* [Recorded data]
------------------------------------------------------------
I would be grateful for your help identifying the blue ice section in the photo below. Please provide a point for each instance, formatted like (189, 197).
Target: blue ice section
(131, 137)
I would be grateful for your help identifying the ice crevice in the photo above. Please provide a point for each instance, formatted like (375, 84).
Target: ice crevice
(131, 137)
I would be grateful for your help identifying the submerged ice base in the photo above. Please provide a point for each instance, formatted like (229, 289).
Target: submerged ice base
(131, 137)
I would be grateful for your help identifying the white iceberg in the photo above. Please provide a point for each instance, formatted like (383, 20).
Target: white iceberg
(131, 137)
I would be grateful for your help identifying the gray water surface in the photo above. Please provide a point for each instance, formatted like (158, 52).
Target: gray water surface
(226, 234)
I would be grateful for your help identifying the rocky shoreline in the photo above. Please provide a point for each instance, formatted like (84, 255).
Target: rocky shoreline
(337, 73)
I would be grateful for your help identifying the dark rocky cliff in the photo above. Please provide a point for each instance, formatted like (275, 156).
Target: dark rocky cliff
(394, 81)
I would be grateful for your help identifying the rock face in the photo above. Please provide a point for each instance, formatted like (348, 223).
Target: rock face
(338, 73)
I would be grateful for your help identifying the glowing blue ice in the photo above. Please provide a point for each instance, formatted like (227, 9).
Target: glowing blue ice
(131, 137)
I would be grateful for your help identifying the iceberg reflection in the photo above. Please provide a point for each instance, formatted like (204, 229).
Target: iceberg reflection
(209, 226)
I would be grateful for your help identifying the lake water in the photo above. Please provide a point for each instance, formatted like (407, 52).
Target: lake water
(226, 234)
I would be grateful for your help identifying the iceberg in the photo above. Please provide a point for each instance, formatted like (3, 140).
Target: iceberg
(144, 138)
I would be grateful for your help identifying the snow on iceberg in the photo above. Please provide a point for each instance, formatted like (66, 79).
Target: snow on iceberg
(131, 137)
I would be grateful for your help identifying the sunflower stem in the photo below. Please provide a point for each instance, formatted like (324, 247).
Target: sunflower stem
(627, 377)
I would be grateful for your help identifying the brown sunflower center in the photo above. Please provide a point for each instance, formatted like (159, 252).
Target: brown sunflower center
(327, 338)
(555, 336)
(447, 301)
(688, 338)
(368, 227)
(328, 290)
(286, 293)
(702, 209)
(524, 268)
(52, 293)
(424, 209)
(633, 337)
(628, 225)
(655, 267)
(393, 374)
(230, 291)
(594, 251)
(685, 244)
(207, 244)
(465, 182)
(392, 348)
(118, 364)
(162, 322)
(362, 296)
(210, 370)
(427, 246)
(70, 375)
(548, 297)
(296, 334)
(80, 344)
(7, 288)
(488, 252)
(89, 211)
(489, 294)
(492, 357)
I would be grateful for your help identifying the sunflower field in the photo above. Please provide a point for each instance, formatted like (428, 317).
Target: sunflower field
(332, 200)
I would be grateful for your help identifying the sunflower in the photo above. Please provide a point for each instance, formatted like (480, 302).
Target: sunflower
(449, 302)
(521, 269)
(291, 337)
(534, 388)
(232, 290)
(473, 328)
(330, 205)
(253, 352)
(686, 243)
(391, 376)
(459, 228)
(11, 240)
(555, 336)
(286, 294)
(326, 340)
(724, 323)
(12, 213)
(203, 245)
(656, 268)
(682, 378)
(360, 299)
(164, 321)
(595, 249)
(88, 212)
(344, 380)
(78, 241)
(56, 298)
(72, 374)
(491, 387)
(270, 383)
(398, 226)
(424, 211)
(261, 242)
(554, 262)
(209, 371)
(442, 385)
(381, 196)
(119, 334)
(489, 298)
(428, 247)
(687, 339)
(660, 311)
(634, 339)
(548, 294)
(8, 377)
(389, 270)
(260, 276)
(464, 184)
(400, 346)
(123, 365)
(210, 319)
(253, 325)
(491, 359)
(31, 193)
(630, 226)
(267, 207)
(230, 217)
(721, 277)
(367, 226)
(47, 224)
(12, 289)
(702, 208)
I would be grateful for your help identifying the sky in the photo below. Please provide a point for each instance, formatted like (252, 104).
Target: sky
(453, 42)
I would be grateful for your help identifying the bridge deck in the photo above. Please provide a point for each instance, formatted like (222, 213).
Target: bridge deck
------------------------------------------------------------
* [WORK REQUIRED]
Reproduce all of the entries word for word.

* [ANSWER SECTION]
I would be grateful for your help identifying the blue ice section in the photo below. Please provide a point for each instance, formatted like (189, 197).
Target: blue ice section
(131, 137)
I would be grateful for your help identifying the ice crevice in the photo above. Please provide a point for each instance, formatted like (375, 84).
Target: ice crevice
(131, 137)
I would be grateful for your help identifying the submerged ice base in the photo above. Please provide a point for each instance, formatted like (229, 289).
Target: submerged ice base
(131, 137)
I would be grateful for your help identifying the white iceberg in the photo above. Please provide a point for each instance, formatted like (383, 20).
Target: white iceberg
(131, 137)
I would be grateful for your help identifying the gray water surface in the photo above. Please provide a point for each instance, formatted like (158, 52).
Target: gray water surface
(226, 234)
I would be grateful for your help identifying the rocky shoreline in the photo above. Please provide a point for each instance, formatted like (84, 255).
Target: rocky shoreline
(337, 73)
I would be grateful for your help identifying the dark rocky cliff in the photo above. Please provide a point for each instance, formatted like (275, 156).
Target: dark rocky cliff
(394, 81)
I would be grateful for your help identifying the rock face in the photo above. Please provide a point for each instance, formatted like (348, 223).
Target: rock face
(338, 73)
I would be grateful for your help identifying the glowing blue ice in the photo above. Please provide a point for each instance, formatted like (227, 9).
Target: glowing blue ice
(131, 137)
I would be grateful for your help identifying the iceberg reflection in the photo above. Please provide a point for each instance, formatted like (204, 229).
Target: iceberg reflection
(209, 226)
I would be grateful for your help identifying the lake water in the photo above. Please provide a point for each instance, formatted like (407, 52).
Target: lake water
(226, 234)
I would be grateful for your help identifying the iceberg in the photo above. Please provide a point for each instance, formatted like (3, 140).
Target: iceberg
(144, 138)
I would be grateful for your help identifying the snow on iceberg in the photo above. Please provide a point for each instance, formatted like (66, 79).
Target: snow on iceberg
(131, 137)
I would be grateful for your help identifying the sunflower stem in the photo below. Please provide a point for each instance, formatted like (324, 247).
Target: sunflower stem
(627, 377)
I would be grateful for your help identifying the brown sunflower center in the photo above. Please provide a point for each instance, formatted like (159, 252).
Target: brown sunflower center
(327, 338)
(555, 336)
(447, 301)
(688, 338)
(368, 227)
(328, 290)
(286, 293)
(702, 209)
(524, 268)
(52, 293)
(424, 209)
(633, 337)
(628, 225)
(655, 267)
(393, 374)
(230, 291)
(594, 251)
(685, 244)
(207, 244)
(465, 182)
(392, 348)
(118, 364)
(162, 322)
(362, 296)
(210, 370)
(427, 246)
(70, 375)
(548, 297)
(296, 334)
(80, 344)
(7, 288)
(488, 252)
(89, 211)
(489, 294)
(492, 357)
I would be grateful for your help identifying the sunflower field in the photo above. Please provide a point for each instance, formatted like (428, 317).
Target: sunflower field
(332, 200)
I would be grateful for your help identifying the sunflower in the photo above. Please provide a point for each instance, formatted like (480, 302).
Target: sunflower
(449, 302)
(521, 269)
(291, 337)
(534, 388)
(232, 290)
(473, 328)
(330, 205)
(253, 352)
(686, 243)
(391, 376)
(459, 228)
(11, 240)
(555, 336)
(286, 294)
(326, 340)
(724, 323)
(12, 213)
(203, 245)
(656, 268)
(682, 378)
(360, 299)
(164, 321)
(595, 249)
(88, 212)
(344, 380)
(78, 241)
(56, 298)
(72, 374)
(491, 387)
(270, 383)
(398, 226)
(424, 211)
(261, 242)
(554, 262)
(209, 371)
(442, 385)
(381, 196)
(119, 334)
(489, 298)
(428, 247)
(687, 339)
(660, 311)
(634, 339)
(548, 294)
(8, 377)
(389, 270)
(260, 276)
(464, 184)
(400, 346)
(123, 365)
(210, 319)
(253, 325)
(491, 359)
(31, 193)
(630, 226)
(267, 207)
(230, 217)
(721, 277)
(367, 226)
(47, 224)
(12, 289)
(702, 208)
I would be grateful for your help identifying the sky in the photo below. Please provide a point for each instance, formatted like (252, 104).
Target: sky
(453, 42)
I would be grateful for your help identifying the bridge deck in the photo above. Please provide a point for each instance, formatted like (222, 213).
Target: bridge deck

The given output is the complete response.